■ Input ■
◆ ◆ ◆ ◆

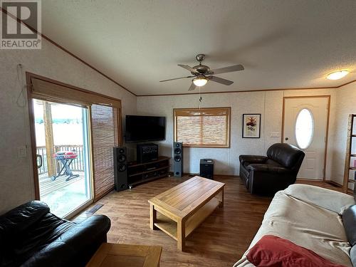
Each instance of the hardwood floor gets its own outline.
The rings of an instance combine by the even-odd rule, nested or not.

◆ ◆ ◆ ◆

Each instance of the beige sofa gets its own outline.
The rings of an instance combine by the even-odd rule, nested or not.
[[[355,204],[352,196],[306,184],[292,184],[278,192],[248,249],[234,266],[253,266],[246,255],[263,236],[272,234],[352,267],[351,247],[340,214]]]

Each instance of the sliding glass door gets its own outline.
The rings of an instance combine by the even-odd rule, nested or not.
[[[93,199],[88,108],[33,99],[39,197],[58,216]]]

◆ ◆ ◆ ◆

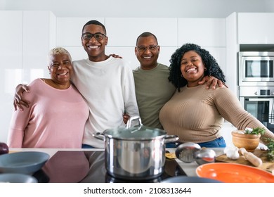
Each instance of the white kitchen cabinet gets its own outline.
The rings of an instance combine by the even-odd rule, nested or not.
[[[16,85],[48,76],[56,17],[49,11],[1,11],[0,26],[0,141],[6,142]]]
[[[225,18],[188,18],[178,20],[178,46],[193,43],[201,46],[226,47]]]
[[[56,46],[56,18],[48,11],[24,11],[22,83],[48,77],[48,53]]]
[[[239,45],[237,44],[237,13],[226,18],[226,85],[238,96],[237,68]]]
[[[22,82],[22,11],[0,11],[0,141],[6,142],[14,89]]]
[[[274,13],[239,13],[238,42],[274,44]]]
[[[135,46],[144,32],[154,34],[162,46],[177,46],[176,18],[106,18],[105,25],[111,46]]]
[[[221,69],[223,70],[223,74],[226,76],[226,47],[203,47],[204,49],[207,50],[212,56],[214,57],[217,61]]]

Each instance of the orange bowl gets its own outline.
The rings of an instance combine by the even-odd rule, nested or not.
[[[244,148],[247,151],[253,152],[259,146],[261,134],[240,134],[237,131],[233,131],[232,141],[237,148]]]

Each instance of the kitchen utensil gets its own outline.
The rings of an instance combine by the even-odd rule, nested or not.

◆ ◆ ◆ ◆

■ To do ■
Copy out verbatim everything from the line containing "Each instance of the sliding" down to the line containing "[[[93,199],[88,108],[33,99],[39,197],[58,216]]]" in the records above, both of those lines included.

■ Task solution ■
Each instance of the sliding glass door gets its own outline.
The rings of an instance combine by the even-odd rule, nested or not.
[[[93,199],[88,108],[33,99],[39,197],[58,216]]]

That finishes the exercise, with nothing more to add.